## WHAT THIS TASK INVOLVES
Reproduce the faculty biographies below word for word, starting with "Keith Pecor, faculty" and going on through "Museum of Zoology.".

*** PASSAGE ***

Janet Panter, assistant professor of psychology, received a B.A. degree in English from the College of William and Mary; M.A. in Christian education from the Presbyterian School of Christian Education; and M.A. and Ph.D. from The University of Memphis. Her areas of teaching interests are psychoeducational assessment, school readiness and learning and memory. A former adjunct faculty member at The University of Memphis, she is a certificated school psychologist with the Tennessee State Board of Education, a nationally certified school psychologist and a licensed psychologist.
Keith Pecor, faculty fellow in the Department of Biology, received a B.S degree in biology (summa cum laude) from The University of Memphis and M.S. and Ph.D. degrees in biology from the University of Michigan. His teaching interests include conservation biology, evolution and vertebrate zoology. Recognized by the University of Michigan as an Outstanding Graduate Student Instructor, he served as a curatorial assistant in the division of reptiles and amphibians at the University of Michigan Museum of Zoology.

*** End of PASSAGE ***
*** EXTRACTED ENTRIES ***

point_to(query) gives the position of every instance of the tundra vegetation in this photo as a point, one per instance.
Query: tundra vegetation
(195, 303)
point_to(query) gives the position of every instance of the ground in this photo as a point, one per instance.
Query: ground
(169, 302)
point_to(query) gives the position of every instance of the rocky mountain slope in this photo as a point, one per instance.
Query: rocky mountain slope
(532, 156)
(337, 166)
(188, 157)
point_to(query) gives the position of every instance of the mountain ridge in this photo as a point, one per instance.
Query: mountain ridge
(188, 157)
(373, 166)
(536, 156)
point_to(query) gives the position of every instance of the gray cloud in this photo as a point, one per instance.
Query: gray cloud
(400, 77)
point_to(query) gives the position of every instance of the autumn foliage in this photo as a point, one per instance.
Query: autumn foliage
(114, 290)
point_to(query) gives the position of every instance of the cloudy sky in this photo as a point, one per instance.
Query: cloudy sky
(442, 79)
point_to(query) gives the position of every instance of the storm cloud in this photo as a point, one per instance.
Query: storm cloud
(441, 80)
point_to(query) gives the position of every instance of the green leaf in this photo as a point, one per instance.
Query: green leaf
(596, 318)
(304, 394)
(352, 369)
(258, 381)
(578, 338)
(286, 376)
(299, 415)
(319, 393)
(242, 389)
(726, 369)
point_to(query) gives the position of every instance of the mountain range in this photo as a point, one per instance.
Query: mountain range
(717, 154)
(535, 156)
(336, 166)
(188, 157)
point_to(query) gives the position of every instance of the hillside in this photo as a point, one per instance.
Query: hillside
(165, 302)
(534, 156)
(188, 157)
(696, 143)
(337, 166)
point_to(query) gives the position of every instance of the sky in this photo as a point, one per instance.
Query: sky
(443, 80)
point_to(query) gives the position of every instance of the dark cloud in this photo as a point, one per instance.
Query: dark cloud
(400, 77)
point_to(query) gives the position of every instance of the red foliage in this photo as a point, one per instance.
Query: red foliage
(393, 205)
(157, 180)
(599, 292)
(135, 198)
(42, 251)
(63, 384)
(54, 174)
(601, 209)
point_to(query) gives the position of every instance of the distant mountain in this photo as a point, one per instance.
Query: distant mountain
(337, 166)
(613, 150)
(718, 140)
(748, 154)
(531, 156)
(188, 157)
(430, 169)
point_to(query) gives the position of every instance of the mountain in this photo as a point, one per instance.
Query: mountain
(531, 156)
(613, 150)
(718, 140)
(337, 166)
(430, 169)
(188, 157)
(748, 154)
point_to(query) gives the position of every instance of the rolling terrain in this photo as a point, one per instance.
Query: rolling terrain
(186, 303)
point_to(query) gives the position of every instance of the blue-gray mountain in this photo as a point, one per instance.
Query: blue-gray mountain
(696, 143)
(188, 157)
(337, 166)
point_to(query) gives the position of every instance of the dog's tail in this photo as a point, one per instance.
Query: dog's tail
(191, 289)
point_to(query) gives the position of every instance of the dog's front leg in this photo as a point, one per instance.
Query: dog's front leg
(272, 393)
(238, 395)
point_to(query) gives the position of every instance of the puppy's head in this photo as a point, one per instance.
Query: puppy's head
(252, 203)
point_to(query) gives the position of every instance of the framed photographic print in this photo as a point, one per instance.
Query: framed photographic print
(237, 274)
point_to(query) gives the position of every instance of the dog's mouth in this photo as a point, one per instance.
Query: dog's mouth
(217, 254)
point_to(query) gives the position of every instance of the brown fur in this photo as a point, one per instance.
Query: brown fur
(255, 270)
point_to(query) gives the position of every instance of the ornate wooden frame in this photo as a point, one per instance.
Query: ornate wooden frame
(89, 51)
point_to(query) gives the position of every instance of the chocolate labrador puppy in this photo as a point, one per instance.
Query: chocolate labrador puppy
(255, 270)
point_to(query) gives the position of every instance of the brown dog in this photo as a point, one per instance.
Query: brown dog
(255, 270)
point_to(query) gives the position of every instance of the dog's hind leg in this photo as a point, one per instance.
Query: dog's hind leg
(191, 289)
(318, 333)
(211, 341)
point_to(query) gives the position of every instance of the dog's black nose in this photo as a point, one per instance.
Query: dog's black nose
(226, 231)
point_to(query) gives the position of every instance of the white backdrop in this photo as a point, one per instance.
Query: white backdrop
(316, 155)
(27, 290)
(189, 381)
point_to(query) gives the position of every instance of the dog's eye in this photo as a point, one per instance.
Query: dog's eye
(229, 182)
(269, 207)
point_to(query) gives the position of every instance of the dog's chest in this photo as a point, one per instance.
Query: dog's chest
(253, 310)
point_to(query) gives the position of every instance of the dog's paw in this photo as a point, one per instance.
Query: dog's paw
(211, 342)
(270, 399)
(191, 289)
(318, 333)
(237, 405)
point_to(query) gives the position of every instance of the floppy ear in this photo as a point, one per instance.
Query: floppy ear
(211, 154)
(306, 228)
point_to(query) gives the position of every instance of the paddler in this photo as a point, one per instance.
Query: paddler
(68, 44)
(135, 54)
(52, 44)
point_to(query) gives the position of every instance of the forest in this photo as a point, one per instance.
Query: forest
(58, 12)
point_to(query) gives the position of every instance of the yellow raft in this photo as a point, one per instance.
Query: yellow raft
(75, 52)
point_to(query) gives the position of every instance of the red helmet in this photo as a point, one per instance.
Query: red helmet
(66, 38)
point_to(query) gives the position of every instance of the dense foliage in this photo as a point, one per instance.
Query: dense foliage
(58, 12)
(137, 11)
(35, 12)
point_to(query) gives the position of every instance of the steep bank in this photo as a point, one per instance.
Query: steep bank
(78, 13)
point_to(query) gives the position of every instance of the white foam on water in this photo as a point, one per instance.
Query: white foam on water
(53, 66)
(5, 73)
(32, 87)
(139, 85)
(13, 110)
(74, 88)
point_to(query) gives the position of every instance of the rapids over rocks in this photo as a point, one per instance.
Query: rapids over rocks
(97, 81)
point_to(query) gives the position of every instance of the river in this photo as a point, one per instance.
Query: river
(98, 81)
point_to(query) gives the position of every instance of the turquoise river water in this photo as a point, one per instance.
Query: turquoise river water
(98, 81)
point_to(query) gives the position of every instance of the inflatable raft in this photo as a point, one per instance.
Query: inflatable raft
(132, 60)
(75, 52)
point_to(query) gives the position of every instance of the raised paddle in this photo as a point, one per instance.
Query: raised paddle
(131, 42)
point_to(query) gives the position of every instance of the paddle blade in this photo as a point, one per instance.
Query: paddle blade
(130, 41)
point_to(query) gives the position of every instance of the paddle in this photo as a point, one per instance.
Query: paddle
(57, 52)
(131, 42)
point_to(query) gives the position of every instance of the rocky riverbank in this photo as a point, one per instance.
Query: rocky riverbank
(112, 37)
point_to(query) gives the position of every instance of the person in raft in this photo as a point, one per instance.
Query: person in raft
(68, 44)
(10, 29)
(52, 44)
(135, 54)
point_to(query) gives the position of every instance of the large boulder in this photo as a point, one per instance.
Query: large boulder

*** End of EXTRACTED ENTRIES ***

## COMPLETED EXERCISE
Keith Pecor, faculty fellow in the Department of Biology, received a B.S degree in biology (summa cum laude) from The University of Memphis and M.S. and Ph.D. degrees in biology from the University of Michigan. His teaching interests include conservation biology, evolution and vertebrate zoology. Recognized by the University of Michigan as an Outstanding Graduate Student Instructor, he served as a curatorial assistant in the division of reptiles and amphibians at the University of Michigan Museum of Zoology.